[Object pointing dataset rows]
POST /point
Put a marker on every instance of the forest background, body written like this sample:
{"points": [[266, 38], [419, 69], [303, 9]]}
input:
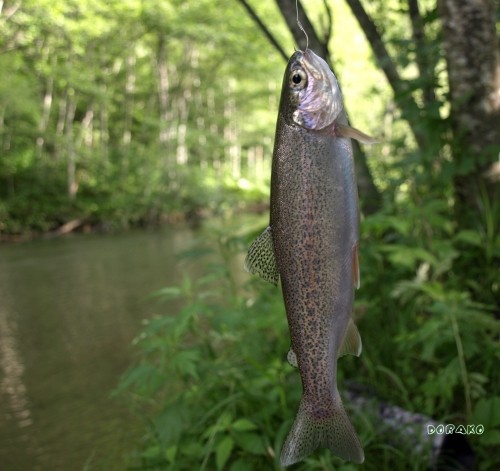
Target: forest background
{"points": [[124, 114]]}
...
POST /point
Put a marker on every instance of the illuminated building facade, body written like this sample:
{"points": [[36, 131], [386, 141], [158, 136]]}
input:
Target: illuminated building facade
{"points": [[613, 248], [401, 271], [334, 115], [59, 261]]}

## SET EXERCISE
State how many lines in the data above contain the string "facade". Case must match exactly, and the reply should be only the number.

## OUTPUT OF THE EXERCISE
2